Point placement records:
START
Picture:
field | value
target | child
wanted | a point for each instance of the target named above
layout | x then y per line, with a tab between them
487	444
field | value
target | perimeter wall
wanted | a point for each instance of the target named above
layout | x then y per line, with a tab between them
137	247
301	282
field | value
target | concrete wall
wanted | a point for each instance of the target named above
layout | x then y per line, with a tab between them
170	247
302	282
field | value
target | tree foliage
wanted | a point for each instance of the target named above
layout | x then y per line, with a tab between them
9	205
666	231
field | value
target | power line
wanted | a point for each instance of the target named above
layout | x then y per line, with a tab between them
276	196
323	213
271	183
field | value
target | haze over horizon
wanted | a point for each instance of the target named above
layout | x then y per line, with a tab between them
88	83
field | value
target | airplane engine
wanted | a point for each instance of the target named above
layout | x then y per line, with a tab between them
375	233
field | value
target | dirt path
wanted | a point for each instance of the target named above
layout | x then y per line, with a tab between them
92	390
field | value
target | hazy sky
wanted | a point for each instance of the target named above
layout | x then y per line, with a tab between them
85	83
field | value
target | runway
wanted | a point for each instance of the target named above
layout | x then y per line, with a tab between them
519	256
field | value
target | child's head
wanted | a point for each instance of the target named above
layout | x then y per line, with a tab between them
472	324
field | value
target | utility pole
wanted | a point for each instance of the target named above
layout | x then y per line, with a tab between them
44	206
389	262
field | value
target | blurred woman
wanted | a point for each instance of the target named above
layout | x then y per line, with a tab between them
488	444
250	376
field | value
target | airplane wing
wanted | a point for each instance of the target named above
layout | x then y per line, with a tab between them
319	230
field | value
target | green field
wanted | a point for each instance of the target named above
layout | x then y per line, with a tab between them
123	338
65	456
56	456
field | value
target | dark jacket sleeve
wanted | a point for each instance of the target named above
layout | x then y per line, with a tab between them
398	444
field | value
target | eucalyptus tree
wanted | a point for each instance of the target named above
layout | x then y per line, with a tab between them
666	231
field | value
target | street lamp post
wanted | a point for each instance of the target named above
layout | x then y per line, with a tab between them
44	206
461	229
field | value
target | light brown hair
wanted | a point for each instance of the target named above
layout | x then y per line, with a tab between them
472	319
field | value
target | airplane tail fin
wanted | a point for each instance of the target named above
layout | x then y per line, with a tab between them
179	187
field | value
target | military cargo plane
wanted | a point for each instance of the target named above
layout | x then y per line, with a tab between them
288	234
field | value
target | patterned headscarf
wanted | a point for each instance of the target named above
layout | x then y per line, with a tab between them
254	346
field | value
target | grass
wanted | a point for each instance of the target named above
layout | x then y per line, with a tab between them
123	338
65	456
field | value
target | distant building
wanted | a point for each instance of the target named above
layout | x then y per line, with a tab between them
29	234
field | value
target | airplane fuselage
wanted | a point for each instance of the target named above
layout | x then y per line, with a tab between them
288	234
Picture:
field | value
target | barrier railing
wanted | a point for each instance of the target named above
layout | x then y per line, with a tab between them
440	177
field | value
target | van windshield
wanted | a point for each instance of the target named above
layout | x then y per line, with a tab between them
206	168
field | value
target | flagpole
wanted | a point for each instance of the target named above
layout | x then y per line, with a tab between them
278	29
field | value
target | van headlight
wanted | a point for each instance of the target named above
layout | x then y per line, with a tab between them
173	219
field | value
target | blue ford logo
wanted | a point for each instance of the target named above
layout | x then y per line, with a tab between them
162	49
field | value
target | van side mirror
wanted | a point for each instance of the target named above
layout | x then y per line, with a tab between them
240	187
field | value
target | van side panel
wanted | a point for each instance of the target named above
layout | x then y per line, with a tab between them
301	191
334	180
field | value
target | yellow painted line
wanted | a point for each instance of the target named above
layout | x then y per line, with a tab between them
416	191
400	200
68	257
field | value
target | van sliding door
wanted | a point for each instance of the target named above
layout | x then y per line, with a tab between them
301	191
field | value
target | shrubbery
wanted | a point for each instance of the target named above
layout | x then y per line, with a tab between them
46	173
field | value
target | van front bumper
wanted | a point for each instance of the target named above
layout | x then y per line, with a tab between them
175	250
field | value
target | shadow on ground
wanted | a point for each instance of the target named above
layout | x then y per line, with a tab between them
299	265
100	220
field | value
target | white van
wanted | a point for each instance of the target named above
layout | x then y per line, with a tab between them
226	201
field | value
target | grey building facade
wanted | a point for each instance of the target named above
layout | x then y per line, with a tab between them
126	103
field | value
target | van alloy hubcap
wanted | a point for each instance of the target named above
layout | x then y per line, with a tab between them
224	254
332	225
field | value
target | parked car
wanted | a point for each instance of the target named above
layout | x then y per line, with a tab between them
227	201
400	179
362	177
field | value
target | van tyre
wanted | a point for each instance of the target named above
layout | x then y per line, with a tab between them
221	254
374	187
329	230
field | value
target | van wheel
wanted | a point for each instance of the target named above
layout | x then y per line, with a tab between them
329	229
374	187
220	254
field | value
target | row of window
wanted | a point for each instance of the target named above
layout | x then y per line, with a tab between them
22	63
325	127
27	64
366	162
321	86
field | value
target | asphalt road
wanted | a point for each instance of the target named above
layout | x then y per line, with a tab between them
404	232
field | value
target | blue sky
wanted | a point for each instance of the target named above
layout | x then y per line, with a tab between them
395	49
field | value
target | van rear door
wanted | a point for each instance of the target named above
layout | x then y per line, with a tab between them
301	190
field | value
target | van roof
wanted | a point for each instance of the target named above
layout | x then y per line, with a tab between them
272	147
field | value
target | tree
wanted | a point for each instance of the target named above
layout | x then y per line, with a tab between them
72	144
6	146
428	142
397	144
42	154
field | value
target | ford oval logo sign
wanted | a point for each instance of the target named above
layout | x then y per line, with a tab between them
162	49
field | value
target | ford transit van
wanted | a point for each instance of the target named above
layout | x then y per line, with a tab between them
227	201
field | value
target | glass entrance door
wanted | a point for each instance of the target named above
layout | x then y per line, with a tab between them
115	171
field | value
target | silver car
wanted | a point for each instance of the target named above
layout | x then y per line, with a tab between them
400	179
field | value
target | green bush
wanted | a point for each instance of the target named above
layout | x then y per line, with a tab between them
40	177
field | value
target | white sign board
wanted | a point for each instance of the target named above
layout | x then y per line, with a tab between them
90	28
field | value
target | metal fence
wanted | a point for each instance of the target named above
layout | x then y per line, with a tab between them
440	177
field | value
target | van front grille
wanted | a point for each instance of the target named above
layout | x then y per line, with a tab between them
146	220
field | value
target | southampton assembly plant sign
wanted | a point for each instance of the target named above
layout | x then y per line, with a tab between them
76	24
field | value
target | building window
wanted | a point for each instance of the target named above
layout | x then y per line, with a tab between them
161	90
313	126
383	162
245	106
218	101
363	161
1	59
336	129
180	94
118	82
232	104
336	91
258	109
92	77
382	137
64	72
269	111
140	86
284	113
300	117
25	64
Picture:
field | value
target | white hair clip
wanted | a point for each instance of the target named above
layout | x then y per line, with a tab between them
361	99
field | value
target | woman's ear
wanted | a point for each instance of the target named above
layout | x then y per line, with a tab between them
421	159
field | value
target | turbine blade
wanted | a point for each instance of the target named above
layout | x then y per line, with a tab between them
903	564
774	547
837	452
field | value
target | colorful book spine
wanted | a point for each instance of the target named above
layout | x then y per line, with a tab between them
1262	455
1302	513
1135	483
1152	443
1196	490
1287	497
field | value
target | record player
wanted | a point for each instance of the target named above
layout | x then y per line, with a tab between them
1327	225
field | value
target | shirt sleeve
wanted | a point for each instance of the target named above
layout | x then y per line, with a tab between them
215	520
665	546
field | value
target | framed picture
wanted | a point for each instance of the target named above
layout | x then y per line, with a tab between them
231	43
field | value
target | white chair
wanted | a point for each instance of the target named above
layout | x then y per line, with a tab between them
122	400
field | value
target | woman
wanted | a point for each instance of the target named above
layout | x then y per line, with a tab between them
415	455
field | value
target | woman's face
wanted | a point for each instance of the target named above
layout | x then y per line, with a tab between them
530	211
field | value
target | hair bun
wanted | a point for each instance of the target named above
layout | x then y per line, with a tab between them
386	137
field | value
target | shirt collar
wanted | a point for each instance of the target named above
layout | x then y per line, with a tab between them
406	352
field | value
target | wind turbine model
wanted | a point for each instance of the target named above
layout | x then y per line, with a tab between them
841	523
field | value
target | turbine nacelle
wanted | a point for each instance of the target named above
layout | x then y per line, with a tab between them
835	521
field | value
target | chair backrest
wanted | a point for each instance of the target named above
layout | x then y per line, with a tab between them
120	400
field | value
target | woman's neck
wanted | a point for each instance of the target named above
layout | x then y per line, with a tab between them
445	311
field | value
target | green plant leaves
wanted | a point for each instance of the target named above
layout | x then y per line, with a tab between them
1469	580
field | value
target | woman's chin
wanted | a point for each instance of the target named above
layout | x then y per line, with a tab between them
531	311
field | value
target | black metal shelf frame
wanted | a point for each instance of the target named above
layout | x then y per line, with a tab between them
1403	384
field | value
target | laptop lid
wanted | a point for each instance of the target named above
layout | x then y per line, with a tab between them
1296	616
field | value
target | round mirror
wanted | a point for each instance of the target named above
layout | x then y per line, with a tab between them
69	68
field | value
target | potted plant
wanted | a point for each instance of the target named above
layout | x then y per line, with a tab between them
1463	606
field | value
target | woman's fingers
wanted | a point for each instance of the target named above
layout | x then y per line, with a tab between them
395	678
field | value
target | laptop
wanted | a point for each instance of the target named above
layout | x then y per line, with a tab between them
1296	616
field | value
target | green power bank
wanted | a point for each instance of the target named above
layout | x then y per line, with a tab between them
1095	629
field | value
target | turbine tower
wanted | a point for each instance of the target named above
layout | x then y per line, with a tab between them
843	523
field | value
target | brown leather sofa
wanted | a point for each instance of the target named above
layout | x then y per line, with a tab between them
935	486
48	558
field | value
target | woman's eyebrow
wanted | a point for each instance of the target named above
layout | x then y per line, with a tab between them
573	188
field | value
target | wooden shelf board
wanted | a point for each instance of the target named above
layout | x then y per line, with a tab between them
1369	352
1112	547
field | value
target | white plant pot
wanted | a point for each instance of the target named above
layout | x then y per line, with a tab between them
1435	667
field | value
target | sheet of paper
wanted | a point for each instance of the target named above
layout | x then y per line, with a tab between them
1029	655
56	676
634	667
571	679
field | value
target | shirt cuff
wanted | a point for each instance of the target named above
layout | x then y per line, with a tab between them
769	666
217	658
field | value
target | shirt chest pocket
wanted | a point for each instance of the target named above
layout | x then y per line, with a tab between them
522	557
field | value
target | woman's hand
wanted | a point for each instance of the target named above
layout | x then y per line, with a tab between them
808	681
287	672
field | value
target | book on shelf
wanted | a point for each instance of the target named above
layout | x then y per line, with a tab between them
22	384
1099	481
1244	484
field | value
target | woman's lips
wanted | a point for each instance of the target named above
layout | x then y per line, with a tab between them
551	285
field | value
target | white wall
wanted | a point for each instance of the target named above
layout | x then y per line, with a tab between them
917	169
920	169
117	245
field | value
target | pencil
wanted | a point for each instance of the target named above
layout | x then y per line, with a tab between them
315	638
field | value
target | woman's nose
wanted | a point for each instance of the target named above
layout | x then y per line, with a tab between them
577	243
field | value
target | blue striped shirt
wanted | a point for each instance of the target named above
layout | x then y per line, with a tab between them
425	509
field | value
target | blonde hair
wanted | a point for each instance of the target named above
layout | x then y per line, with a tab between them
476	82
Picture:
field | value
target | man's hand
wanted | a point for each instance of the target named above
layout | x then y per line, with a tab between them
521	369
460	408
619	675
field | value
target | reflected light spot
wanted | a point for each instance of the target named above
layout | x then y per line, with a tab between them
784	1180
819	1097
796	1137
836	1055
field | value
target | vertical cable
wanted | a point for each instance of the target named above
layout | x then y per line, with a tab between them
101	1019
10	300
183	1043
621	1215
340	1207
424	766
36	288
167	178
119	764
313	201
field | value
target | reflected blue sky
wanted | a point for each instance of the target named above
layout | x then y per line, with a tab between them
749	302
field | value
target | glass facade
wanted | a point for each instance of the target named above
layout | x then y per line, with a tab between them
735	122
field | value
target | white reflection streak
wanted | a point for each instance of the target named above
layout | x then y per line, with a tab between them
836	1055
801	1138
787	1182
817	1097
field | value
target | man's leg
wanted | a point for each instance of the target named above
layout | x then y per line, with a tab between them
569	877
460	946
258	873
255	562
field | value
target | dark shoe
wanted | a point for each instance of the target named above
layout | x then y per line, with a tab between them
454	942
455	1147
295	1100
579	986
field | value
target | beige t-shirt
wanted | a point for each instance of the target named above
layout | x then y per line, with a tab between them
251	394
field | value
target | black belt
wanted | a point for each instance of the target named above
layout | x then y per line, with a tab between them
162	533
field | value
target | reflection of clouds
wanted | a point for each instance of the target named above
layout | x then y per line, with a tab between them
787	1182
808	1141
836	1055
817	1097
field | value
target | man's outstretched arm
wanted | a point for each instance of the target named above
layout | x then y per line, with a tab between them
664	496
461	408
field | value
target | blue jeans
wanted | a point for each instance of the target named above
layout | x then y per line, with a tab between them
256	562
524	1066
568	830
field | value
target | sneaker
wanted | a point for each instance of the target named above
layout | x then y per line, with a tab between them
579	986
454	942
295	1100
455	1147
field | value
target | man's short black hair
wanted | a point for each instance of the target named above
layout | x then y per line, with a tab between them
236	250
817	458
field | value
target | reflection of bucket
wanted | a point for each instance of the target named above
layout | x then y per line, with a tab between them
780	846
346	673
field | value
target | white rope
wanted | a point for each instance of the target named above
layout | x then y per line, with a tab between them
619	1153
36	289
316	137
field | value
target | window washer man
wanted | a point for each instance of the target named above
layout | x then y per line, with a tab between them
END
### Exercise goal
From the items above, gather every line that contains the string "reflected", matching case exactly.

### Response
target | reflected light spot
target | reflected blue sky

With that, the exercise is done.